*** PROVIDED DATA ***

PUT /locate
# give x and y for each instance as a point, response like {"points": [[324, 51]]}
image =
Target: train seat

***
*** PROVIDED DATA ***

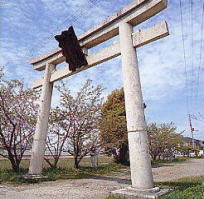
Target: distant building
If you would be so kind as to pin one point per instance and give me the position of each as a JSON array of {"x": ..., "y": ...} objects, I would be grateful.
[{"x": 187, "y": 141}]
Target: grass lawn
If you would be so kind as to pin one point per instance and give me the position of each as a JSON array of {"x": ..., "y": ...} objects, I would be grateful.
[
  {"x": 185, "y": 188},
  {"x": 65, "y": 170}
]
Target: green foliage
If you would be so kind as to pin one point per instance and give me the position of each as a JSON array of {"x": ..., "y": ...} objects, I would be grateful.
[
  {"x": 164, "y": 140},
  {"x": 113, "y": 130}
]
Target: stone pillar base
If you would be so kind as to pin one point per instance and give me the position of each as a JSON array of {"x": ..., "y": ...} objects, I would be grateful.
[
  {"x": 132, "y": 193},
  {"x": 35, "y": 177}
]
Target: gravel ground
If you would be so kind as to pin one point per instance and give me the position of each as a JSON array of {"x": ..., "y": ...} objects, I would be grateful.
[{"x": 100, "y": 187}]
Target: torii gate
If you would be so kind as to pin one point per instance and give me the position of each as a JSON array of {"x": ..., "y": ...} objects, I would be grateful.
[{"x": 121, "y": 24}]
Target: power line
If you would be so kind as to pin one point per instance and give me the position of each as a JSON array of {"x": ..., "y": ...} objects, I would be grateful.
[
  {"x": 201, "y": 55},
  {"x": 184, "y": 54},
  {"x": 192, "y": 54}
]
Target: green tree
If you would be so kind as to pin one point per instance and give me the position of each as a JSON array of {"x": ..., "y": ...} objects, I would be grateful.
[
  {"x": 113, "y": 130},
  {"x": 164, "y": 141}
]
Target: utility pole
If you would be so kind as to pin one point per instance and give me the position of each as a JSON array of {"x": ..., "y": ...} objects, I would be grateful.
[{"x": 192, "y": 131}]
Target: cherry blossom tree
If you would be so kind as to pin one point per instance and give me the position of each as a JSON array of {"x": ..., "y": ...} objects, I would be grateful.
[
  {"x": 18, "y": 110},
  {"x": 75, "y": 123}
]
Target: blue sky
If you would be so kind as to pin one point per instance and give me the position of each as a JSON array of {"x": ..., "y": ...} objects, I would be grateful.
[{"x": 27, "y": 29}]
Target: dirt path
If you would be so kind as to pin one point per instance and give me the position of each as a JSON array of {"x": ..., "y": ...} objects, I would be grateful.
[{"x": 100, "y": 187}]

***

→ **YOUR INSTRUCTIONS**
Could you restate word for word the lines above from the one containing "Target: gravel ground" through the one containing "Target: torii gate", both included, and nothing else?

→ **RESULT BELOW**
Target: gravel ground
If you would be so kind as to pin one point per instance and give me the position of each as a JSON array of {"x": ..., "y": ...} objects, I would be grateful.
[{"x": 100, "y": 187}]
Target: torii gate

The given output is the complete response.